Segment Start: Records

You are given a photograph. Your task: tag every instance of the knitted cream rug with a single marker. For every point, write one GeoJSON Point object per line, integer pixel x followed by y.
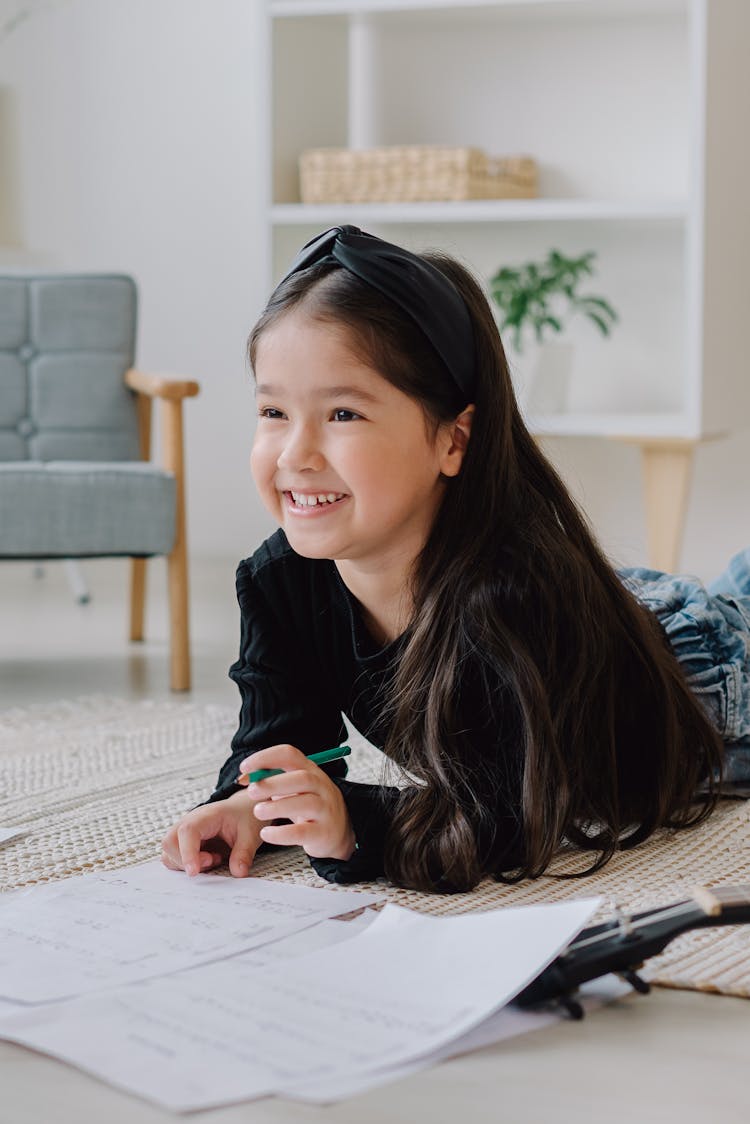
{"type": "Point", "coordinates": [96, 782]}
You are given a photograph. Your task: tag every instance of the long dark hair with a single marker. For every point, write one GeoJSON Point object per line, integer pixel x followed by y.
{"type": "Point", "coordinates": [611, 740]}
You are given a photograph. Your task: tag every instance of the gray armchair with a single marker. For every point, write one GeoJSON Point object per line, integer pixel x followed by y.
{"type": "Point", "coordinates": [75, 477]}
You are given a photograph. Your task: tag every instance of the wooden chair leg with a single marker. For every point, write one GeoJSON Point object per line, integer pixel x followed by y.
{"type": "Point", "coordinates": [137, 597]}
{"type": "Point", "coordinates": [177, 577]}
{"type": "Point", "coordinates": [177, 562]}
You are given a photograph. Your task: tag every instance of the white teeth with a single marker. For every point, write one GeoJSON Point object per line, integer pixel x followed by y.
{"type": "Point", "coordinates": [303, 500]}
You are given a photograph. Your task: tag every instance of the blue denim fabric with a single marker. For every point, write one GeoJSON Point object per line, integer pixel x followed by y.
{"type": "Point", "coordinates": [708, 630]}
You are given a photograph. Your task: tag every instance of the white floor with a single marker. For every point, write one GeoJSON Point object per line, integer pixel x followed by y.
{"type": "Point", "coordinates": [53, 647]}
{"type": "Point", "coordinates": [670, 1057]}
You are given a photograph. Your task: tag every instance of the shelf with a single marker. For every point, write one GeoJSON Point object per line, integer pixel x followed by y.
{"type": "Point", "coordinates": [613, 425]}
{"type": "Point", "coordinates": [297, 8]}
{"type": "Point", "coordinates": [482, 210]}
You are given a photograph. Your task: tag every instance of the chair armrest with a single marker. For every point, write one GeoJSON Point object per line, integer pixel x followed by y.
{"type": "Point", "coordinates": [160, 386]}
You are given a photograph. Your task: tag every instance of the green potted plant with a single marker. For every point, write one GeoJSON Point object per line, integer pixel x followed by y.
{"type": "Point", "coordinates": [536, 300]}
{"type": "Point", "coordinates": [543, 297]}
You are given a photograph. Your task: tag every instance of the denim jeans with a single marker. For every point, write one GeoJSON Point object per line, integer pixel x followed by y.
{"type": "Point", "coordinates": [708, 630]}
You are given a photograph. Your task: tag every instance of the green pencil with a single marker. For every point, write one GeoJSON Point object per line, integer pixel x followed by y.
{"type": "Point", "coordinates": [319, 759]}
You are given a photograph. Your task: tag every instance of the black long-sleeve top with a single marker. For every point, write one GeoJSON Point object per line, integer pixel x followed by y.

Segment End: Records

■ Work item:
Retype the data above exactly, dropping every picture.

■ Your solution:
You are given a photograph. Your task: tag every instance of the knitted cream rug with a single marker. For every point, write one GeoJSON Point object per line, integer pixel x followed by y.
{"type": "Point", "coordinates": [96, 782]}
You are given a photograph. Your task: tag every instance of the long dark hair with a single marker. For every point, write one GeoJSON Point object per line, integer pixel x followed by y.
{"type": "Point", "coordinates": [611, 740]}
You are given a photograph. Your task: tag every instance of the gray armchair with a single marker. For every point, write one GeoJSON Point object per line, integer pixel x followed by y.
{"type": "Point", "coordinates": [75, 477]}
You are given a photograph. Your task: tag every instance of the wooden chair leg with a single marker. For every point, write one GeoJSON Point object per line, integer pixel x followed by y.
{"type": "Point", "coordinates": [137, 597]}
{"type": "Point", "coordinates": [177, 577]}
{"type": "Point", "coordinates": [177, 562]}
You are given a photograph. Your task: tag every instance of the white teeth with a single marker. For every point, write one GeoJSON Point object per line, integer pixel x followed by y.
{"type": "Point", "coordinates": [303, 500]}
You are given a photograph. Your task: tag every instance of the blue denim fabric with a single marker. For every point, write one GeoJSON Point object per line, integer pixel x followed by y.
{"type": "Point", "coordinates": [708, 630]}
You are given a photograph. Your task: tag every instance of the white floor with a single marker. For every point, write one GeoJSON Point object per line, integer pixel x followed by y.
{"type": "Point", "coordinates": [53, 647]}
{"type": "Point", "coordinates": [670, 1057]}
You are given a photograph. Your task: tag every instance of the shelf with a single marker. For every point, write one GeoJSON Point object per line, integer pixel x followed by y.
{"type": "Point", "coordinates": [613, 425]}
{"type": "Point", "coordinates": [297, 8]}
{"type": "Point", "coordinates": [482, 210]}
You are given a photograph. Your task: tag every instance of the chair armrest with a single marker. For every point, write one GeoJSON Point object per line, integer pixel x followed by y.
{"type": "Point", "coordinates": [160, 386]}
You are given a photograph. Your task: tag every instance of the green potted plant with a single marker. For every point, write one GeoJSON Point object per line, integer pixel x followed by y.
{"type": "Point", "coordinates": [536, 300]}
{"type": "Point", "coordinates": [543, 297]}
You are given a photograph. Your task: tag every instance of the denim jeans with a single marker. For every point, write one GeoJSON Point object per line, integer pixel x followed by y.
{"type": "Point", "coordinates": [708, 630]}
You are given a photograph. Your task: tag every instance of the green pencil with a single marker. For every point, write one GeoJSON Point object per line, integer pixel x followed by y.
{"type": "Point", "coordinates": [319, 759]}
You are given a photograph. Your task: tag every instance of the black long-sleeve top with a single marker. For every point, write one GeoJSON Point object per line, integer pixel x followed by y.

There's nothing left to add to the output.